Reproduce the material below, substituting "back tire" for every occurrence of "rear tire" and leaving all other text intact.
++++ DATA TO USE ++++
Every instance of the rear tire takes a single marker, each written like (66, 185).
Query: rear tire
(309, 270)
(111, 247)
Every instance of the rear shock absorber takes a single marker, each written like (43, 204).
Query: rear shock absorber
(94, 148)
++++
* _ANSWER_
Every instance of the back tire takes a single marker, each written like (66, 185).
Query: back tire
(309, 270)
(111, 247)
Every instance of the rear shock absorber takes a single marker, each written like (43, 204).
Query: rear shock absorber
(94, 148)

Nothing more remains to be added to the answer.